_Work required_:
Lay out every line of the listing below as a numbered list, leaving out any blank lines.

(Records from a dataset)
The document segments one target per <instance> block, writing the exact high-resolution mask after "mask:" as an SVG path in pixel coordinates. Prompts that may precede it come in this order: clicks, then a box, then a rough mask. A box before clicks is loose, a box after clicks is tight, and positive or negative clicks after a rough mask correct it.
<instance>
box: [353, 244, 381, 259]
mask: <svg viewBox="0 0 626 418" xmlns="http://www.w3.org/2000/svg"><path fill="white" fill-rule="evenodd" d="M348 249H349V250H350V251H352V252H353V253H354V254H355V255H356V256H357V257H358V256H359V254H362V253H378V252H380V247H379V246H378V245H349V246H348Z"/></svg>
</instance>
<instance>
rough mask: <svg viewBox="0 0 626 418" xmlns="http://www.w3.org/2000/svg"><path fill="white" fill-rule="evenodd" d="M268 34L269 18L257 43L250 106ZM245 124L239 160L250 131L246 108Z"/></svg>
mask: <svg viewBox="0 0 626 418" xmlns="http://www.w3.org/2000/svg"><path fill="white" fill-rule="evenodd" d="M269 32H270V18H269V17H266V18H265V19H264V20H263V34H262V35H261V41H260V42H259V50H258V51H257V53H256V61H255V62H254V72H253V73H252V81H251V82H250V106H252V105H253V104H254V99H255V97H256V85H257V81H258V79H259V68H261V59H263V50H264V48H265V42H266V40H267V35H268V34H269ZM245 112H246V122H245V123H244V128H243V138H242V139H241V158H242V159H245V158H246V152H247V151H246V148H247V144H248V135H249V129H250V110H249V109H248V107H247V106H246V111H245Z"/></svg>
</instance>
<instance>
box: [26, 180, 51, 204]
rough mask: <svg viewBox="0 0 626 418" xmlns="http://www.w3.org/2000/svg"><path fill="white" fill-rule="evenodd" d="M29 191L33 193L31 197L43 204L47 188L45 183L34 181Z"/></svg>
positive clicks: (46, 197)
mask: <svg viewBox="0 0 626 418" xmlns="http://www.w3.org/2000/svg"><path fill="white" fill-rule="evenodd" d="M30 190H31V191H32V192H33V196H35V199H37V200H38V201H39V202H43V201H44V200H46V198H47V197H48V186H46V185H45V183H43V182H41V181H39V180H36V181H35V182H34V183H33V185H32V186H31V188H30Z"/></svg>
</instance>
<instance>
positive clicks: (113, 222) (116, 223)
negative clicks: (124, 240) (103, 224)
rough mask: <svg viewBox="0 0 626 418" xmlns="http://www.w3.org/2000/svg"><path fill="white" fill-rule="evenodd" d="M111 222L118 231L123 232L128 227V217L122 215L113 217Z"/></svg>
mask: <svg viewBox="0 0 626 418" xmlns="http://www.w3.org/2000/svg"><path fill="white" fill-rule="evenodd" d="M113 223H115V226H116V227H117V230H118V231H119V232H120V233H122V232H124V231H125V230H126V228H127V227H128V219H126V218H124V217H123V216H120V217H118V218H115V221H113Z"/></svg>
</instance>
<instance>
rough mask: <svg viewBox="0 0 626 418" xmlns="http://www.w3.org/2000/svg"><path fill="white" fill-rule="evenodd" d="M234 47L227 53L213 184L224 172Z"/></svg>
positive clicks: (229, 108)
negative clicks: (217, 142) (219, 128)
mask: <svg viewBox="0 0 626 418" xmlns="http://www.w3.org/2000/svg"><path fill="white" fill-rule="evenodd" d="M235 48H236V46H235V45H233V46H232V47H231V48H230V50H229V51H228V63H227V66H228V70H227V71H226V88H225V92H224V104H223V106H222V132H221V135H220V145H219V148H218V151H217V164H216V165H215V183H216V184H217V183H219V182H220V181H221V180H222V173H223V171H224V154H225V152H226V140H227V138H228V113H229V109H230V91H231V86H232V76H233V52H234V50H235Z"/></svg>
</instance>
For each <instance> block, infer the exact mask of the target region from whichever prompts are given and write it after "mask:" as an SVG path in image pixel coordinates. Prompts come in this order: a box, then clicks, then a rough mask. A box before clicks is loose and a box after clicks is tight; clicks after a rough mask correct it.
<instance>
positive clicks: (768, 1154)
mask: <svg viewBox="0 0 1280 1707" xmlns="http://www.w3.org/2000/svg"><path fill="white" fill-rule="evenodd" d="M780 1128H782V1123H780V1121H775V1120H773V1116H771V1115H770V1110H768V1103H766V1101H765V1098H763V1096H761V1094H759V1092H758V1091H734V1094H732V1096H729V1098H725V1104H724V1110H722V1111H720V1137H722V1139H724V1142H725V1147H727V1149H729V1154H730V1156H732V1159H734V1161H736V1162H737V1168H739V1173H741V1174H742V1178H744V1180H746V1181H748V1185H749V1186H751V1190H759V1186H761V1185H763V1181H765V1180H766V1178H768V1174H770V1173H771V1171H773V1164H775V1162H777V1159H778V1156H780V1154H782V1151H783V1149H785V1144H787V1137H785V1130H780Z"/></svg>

_Solution_:
1. The document segments one target per <instance> block, writing the exact high-resolution mask after "mask:" as an SVG path in pixel coordinates. Prompts that may precede it come in this order: clicks, then a box, then a rough mask. A box before clicks is loose, a box after clicks is tight, and positive or negative clicks after a rough mask correct it.
2. <instance>
3. box: [353, 244, 381, 259]
4. mask: <svg viewBox="0 0 626 418" xmlns="http://www.w3.org/2000/svg"><path fill="white" fill-rule="evenodd" d="M348 249H349V250H350V251H352V252H353V253H354V254H355V255H356V256H357V257H358V256H359V254H362V253H378V252H380V247H379V246H378V245H349V246H348Z"/></svg>
5. </instance>
6. <instance>
7. rough mask: <svg viewBox="0 0 626 418" xmlns="http://www.w3.org/2000/svg"><path fill="white" fill-rule="evenodd" d="M268 34L269 18L257 43L250 106ZM245 124L239 160L250 131L246 108Z"/></svg>
8. mask: <svg viewBox="0 0 626 418" xmlns="http://www.w3.org/2000/svg"><path fill="white" fill-rule="evenodd" d="M269 32H270V18H269V17H266V18H265V19H264V20H263V34H262V35H261V41H260V42H259V50H258V51H257V53H256V61H255V62H254V72H253V73H252V81H251V82H250V106H252V105H253V104H254V99H255V97H256V85H257V81H258V79H259V68H261V59H263V50H264V48H265V42H266V40H267V35H268V34H269ZM245 112H246V122H245V123H244V128H243V138H242V139H241V158H242V159H245V158H246V152H247V151H246V148H247V144H248V135H249V129H250V110H249V109H248V107H247V106H246V111H245Z"/></svg>
9. </instance>
10. <instance>
11. box: [26, 180, 51, 204]
12. rough mask: <svg viewBox="0 0 626 418" xmlns="http://www.w3.org/2000/svg"><path fill="white" fill-rule="evenodd" d="M29 191L33 193L31 197L43 204L47 188L45 183L34 181Z"/></svg>
13. positive clicks: (46, 197)
14. mask: <svg viewBox="0 0 626 418" xmlns="http://www.w3.org/2000/svg"><path fill="white" fill-rule="evenodd" d="M30 190H31V191H32V192H33V196H35V199H37V200H38V201H39V202H43V201H44V200H46V198H47V197H48V186H46V185H45V183H43V182H41V181H39V180H36V181H35V182H34V183H33V185H32V186H31V188H30Z"/></svg>
15. </instance>
16. <instance>
17. positive clicks: (113, 222) (116, 223)
18. negative clicks: (124, 240) (103, 224)
19. rough mask: <svg viewBox="0 0 626 418" xmlns="http://www.w3.org/2000/svg"><path fill="white" fill-rule="evenodd" d="M111 222L118 231L123 232L128 227V217L122 215L113 217Z"/></svg>
20. mask: <svg viewBox="0 0 626 418" xmlns="http://www.w3.org/2000/svg"><path fill="white" fill-rule="evenodd" d="M113 223H115V226H116V227H117V230H118V231H119V232H120V233H122V232H124V231H125V230H126V228H127V227H128V219H126V218H124V217H123V216H120V217H118V218H115V221H113Z"/></svg>
21. </instance>
22. <instance>
23. rough mask: <svg viewBox="0 0 626 418" xmlns="http://www.w3.org/2000/svg"><path fill="white" fill-rule="evenodd" d="M234 47L227 53L213 184L224 172Z"/></svg>
24. positive clicks: (229, 108)
25. negative clicks: (217, 142) (219, 128)
26. mask: <svg viewBox="0 0 626 418" xmlns="http://www.w3.org/2000/svg"><path fill="white" fill-rule="evenodd" d="M235 48H236V46H235V45H233V46H232V47H231V48H230V50H229V51H228V63H227V66H228V70H227V71H226V88H225V92H224V104H223V106H222V132H221V135H220V145H219V148H218V151H217V164H216V165H215V183H216V184H217V183H219V182H220V181H221V180H222V173H223V171H224V154H225V152H226V140H227V138H228V113H229V109H230V91H231V86H232V76H233V52H234V50H235Z"/></svg>
27. </instance>
28. For each <instance> block, infer the exact mask of the target region from whichever prompts are given and write it after "mask:" as an SVG path in image pixel coordinates. Prompts come in this order: a box, then clicks, then a rough mask. A box before clicks is loose and a box after clicks is tight; clicks after a rough mask correct it.
29. <instance>
30. positive clicks: (768, 1154)
31. mask: <svg viewBox="0 0 1280 1707" xmlns="http://www.w3.org/2000/svg"><path fill="white" fill-rule="evenodd" d="M780 1128H782V1123H780V1121H775V1120H773V1116H771V1115H770V1110H768V1103H766V1101H765V1098H763V1096H761V1094H759V1092H758V1091H734V1094H732V1096H729V1098H725V1104H724V1110H722V1111H720V1137H722V1139H724V1142H725V1147H727V1149H729V1154H730V1156H732V1159H734V1161H736V1162H737V1168H739V1173H741V1174H742V1178H744V1180H746V1181H748V1185H749V1186H751V1190H759V1186H761V1185H763V1181H765V1180H766V1178H768V1174H770V1173H771V1171H773V1164H775V1162H777V1159H778V1156H780V1154H782V1151H783V1149H785V1144H787V1137H785V1130H780Z"/></svg>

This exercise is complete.